■ TASK REQUIREMENTS:
Put each line of the data below into a JSON list of strings, one string per line, and leave out any blank lines.
*** MATERIAL SUPPLIED ***
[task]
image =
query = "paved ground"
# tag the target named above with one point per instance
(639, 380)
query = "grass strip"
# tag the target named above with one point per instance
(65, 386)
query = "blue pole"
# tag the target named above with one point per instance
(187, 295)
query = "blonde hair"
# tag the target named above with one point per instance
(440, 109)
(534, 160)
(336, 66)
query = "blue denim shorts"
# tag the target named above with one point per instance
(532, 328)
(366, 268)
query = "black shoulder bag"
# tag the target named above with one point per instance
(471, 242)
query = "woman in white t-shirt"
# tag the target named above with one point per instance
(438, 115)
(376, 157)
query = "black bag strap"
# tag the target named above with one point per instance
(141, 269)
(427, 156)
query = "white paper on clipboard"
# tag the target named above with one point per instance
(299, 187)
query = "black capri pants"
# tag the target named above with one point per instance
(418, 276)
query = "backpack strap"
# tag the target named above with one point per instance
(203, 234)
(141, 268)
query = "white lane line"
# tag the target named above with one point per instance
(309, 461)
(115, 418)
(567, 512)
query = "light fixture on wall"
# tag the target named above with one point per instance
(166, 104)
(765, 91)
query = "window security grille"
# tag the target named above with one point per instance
***
■ FULL RESPONSE:
[
  "[task]",
  "image =",
  "query = \"paved ground\"",
  "# tag the target named above with one point per instance",
  "(639, 380)",
  "query = \"grass strip\"",
  "# tag the target named above with one point per instance",
  "(65, 386)",
  "query = \"blue pole\"",
  "# tag the target named above with one point per instance",
  "(187, 295)",
  "query = \"blonde hair\"",
  "# tag the target named above with one point per instance",
  "(440, 109)",
  "(534, 160)",
  "(336, 66)",
  "query = \"blue denim shorts\"",
  "# tag the target named above with one point per instance",
  "(532, 328)",
  "(366, 268)",
  "query = \"black shoulder bag\"",
  "# tag the target named above with one point per instance",
  "(471, 242)",
  "query = \"woman in white t-shirt\"",
  "# tag the target named above with one point per instance",
  "(438, 115)",
  "(376, 157)",
  "query = \"black bag strap\"",
  "# tag the target named above with one point per instance",
  "(141, 269)",
  "(427, 156)",
  "query = \"white paper on clipboard\"",
  "# tag the target named above with one point per instance",
  "(299, 187)",
  "query = \"black capri pants\"",
  "# tag the target named above with one point per instance",
  "(418, 276)",
  "query = \"backpack strap\"",
  "# tag the target named above with one point per instance",
  "(203, 234)",
  "(141, 268)",
  "query = \"white lane line\"",
  "# tag the target named above with one point per instance",
  "(309, 461)",
  "(115, 418)",
  "(567, 512)",
  "query = \"light fixture on wall\"",
  "# tag the target named above with one point per instance",
  "(166, 104)",
  "(765, 91)",
  "query = \"window security grille\"",
  "# tag the target named above with one point per instance"
]